Alon Pinkas writes in Haaretz, 24 Augusr 2022, “In the last 20 years, Israel has had nine elections. The upcoming November 1 election will be the 10th in the cycle, and before every single one of these campaigns, the same questions were raised: “What’s the problem with the left?” “What happened to the left?” “What’s left of the left?”
A derivative question – often asked by American Jews – is: “Who are and where are the Israeli liberals?” Not “liberal” in the U.S. political sense, but liberal democrats. Some ask it gloatingly, some in desperation, others out of political curiosity and astonishment. How could the historic Israeli left, a political movement that successfully founded and led the country against all odds, dissolve so quickly and be relegated to political insignificance?
The only social democratic movement in history that established a country and developed a functioning and durable democracy is on the precipice of oblivion. The Labor Party and Meretz (a third-generation descendant of old Labor) are the remnants of a political force that built and ran Israel. Together, they have 13 seats in the outgoing Knesset – a number that is unlikely to grow come November.
It is very tough, depressing, dispiriting and often politically lethal for a political party entrenched in history to transition from a dominant policymaker, agenda setter and opinion shaper to marginal advocate with minimal impact on national policies, diminishing appeal and sharply dwindling influence on the electorate. For a variety of avoidable and inexorable reasons, this is exactly what has happened to the Israeli left. There are historical and political causes that explain its decline and fall. In no particular order of importance or level of impact, here are the five trends that determined the Israeli left’s political fate…
Identity politics
The label “left” has become a political code word, a cultural euphemism and dog whistle of sorts to describe, generally, “everything that I am not” and, ergo, “everything that I am against.” It started with the decline in influence and diminishing dominance of the Israeli WASP: White, Ashkenazi, Sabra, Paratrooper. These are the people who founded the State of Israel and occupied most, if not all, of the key positions in the defense, intelligence and political establishment, as well as in the economy and culture.

# Dataset
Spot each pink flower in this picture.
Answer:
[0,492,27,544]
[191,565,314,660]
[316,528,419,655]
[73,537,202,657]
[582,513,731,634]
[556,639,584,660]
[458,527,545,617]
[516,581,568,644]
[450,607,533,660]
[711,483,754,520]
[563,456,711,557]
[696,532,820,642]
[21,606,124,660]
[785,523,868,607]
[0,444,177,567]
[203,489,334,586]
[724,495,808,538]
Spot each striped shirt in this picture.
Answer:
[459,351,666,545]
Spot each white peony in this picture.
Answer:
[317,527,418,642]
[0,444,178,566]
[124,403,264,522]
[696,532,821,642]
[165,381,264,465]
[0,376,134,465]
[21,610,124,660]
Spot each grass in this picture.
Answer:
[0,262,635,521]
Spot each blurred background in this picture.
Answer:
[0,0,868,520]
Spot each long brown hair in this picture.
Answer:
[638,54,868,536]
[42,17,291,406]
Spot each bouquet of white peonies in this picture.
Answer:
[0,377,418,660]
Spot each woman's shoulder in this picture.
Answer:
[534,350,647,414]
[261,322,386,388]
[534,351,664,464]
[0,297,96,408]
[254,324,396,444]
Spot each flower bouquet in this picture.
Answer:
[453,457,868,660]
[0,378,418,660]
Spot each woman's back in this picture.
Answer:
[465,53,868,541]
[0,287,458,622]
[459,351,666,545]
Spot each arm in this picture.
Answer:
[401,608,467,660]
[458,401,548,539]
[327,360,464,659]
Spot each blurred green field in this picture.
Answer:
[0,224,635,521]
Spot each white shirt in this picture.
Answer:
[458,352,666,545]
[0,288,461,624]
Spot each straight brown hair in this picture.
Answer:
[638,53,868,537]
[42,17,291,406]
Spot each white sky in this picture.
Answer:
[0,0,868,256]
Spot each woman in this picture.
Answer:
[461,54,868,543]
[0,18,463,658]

# Task list
[1] According to the article on the Israeli left, how many seats do Labor and Meretz hold together in the outgoing Knesset?
[2] Continue the article on the decline of the Israeli left, starting right after its last sentence.

# The responses
[1] 13 seats.

[2]
But that decline, precipitated by both demographic and ethnic trends and Likud leader Menachem Begin’s election victory in 1977, later metamorphosed into a much more visceral and divisive trend: the distinction between “Jew” and “Israeli.” While advising Benjamin Netanyahu, political consultant Arthur Finkelstein expressed it as a pure political equation: Ask someone if they are “more Jewish” or “more Israeli.” If they answer “Israeli,” they are leftists and we are “Jews.”
That would be the rough equivalent of those “real Americans” who, of course, love America, versus those “coastal liberal elites” who are constantly critical of their country and therefore don’t really love America. According to this division, Jews love Israel unconditionally, will always believe Israel is right, have a communal sense of togetherness and shared fate, respect Jewish tradition, verge on being “religious light,” will always be suspicious of Arabs and dislike the world.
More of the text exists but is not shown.